-- Exercise description --
Print the lines of the records below word for word, from the line containing "If you could spot the black holster" through the end of the records, and nothing else.

-- Material provided --
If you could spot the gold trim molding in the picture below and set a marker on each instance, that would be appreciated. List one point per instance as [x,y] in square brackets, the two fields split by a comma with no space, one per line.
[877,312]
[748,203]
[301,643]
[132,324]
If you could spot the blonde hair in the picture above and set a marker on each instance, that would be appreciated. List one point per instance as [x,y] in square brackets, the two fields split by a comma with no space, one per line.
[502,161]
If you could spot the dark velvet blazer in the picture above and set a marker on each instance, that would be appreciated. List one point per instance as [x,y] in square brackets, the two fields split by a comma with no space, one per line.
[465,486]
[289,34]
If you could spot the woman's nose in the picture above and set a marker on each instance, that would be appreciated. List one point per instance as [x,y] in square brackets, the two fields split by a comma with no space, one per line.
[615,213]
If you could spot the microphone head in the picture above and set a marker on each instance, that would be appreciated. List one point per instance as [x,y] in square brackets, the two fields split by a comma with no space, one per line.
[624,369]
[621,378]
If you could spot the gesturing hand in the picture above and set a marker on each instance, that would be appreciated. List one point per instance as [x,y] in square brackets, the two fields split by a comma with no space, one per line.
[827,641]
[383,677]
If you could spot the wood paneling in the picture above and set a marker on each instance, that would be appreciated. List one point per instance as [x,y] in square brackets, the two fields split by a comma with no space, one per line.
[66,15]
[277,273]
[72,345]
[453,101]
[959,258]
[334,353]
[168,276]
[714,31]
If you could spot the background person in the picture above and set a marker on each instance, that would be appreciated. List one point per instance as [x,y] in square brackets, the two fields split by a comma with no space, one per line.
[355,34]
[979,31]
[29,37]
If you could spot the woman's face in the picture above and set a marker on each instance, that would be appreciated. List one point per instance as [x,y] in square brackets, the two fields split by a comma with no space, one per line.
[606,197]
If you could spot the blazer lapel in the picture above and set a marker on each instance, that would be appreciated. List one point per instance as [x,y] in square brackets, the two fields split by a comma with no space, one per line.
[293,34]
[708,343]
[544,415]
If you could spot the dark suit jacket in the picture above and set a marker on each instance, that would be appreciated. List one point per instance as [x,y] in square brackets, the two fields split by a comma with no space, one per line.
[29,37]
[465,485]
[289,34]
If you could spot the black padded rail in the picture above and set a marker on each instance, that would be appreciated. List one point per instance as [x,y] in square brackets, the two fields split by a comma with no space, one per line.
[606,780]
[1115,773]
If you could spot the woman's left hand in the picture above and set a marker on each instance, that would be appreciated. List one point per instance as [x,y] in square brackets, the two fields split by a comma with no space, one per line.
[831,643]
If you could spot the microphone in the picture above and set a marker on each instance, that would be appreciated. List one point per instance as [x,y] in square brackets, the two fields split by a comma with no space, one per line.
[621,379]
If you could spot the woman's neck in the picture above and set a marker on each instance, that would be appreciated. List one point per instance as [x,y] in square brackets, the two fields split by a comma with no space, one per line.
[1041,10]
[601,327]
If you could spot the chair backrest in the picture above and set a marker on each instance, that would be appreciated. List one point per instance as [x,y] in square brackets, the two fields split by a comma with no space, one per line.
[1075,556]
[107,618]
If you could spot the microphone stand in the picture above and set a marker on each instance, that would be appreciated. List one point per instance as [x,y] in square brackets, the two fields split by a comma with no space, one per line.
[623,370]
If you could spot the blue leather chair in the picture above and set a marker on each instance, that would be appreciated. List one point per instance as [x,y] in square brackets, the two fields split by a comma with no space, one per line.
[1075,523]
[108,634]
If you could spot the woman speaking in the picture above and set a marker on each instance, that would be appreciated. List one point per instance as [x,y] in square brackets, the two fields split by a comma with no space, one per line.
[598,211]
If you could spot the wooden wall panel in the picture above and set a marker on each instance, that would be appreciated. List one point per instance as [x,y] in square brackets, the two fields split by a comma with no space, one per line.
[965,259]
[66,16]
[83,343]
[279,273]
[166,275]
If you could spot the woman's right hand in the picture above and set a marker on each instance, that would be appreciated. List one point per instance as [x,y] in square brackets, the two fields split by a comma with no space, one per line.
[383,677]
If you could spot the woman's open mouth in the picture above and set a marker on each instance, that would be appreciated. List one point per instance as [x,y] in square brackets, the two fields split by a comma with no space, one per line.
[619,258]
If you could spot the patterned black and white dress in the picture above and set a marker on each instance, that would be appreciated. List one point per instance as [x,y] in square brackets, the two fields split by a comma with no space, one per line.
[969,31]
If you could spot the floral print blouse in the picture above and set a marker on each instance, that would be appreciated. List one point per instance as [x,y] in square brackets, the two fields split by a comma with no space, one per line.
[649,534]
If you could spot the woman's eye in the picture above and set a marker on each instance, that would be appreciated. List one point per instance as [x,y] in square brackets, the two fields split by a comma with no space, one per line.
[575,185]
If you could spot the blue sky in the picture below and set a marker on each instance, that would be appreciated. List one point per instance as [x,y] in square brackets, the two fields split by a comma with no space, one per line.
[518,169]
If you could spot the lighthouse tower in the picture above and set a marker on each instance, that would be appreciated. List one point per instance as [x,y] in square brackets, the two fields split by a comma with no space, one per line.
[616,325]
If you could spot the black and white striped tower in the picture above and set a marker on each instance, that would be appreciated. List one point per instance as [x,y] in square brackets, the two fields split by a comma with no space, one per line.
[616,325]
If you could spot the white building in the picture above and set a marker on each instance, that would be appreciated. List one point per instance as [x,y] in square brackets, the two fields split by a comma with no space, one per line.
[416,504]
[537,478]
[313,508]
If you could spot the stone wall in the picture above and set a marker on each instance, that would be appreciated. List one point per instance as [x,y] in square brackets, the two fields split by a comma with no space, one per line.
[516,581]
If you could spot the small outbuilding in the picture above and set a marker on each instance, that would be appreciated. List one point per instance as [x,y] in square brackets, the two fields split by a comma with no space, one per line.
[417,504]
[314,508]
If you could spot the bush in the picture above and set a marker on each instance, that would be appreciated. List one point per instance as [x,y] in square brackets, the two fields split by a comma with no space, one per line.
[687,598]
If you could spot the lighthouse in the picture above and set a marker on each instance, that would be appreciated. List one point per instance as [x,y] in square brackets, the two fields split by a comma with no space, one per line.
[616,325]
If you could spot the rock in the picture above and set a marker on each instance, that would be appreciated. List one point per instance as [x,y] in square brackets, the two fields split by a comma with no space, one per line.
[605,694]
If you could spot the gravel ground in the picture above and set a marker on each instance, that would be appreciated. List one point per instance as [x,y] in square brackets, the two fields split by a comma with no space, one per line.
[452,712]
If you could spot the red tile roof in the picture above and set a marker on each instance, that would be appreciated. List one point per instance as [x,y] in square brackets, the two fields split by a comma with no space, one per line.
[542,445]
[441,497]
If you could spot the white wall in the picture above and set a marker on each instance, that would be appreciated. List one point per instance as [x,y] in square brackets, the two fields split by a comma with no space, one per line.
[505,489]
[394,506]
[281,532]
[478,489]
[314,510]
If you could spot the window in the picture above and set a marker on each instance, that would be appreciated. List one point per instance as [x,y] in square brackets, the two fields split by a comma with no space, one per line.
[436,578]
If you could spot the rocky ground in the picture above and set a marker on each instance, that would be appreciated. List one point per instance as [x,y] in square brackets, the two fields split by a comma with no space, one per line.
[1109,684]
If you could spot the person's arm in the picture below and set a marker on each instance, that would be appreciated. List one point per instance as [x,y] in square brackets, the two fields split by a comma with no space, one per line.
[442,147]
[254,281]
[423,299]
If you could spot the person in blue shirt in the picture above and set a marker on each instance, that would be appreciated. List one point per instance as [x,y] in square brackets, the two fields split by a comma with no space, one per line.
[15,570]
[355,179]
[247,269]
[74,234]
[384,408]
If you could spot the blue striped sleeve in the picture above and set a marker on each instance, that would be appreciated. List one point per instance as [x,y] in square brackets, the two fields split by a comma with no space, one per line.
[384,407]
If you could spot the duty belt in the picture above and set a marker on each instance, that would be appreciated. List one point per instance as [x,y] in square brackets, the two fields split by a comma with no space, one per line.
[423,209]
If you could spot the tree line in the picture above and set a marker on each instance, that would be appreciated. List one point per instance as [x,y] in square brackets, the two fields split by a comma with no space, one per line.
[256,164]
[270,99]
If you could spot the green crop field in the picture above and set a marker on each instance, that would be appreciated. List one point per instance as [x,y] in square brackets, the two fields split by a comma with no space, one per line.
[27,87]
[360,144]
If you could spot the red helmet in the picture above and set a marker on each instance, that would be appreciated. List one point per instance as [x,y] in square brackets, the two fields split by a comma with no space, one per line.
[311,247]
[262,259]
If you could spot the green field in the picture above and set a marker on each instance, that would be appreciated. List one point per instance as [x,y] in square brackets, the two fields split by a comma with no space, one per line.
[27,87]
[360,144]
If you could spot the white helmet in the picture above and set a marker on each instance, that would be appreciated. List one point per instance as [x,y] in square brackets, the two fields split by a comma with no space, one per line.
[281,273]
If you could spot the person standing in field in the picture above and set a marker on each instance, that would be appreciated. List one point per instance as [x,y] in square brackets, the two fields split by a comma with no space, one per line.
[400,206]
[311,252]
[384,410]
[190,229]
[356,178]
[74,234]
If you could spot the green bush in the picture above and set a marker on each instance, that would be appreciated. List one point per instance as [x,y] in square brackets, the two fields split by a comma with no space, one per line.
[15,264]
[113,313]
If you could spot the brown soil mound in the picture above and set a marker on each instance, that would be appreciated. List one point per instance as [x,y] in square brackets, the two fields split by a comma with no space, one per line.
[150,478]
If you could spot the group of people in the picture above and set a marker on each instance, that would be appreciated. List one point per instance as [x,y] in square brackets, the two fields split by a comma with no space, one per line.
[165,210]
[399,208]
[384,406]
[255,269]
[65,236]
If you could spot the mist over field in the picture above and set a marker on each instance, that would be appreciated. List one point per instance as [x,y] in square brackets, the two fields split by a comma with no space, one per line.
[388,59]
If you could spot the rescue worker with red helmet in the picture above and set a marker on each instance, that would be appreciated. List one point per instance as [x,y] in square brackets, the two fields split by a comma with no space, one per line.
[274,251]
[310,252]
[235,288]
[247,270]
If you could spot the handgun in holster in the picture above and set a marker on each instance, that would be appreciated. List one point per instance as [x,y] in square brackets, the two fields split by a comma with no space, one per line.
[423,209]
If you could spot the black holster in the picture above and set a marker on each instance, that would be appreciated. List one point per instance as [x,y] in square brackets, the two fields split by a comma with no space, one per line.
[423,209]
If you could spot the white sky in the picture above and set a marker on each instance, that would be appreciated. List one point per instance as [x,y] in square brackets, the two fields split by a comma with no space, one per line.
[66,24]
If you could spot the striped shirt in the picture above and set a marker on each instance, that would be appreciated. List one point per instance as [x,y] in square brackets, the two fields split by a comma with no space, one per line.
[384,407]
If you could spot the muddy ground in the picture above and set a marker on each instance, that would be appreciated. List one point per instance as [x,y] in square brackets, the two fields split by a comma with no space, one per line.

-- Exercise output --
If you could spot the black holster in the picture above and set a marker on each instance, that would be appreciated. List one point per instance as [x,y] in square brackets, the two fields split by a comma with no space, one per line.
[423,209]
If you could spot the white sky in the picture above and set a marker on each instance, that would be appreciated. List one point per instance as [x,y] in square brackets, the two fields split by a comma with no space, one per line.
[66,24]
If you could spot the striped shirt in the picture above and set a marker on each instance, that would be appreciated. List one point per instance as [x,y] in square brackets, the two fields split by a comma with no space, one per line.
[384,407]
If you could spot the muddy ground in the picture above and set a marker on each instance, that would be appreciated. List one point per instance as [x,y] in square brackets, the two fields split by a comma with no space, one per line.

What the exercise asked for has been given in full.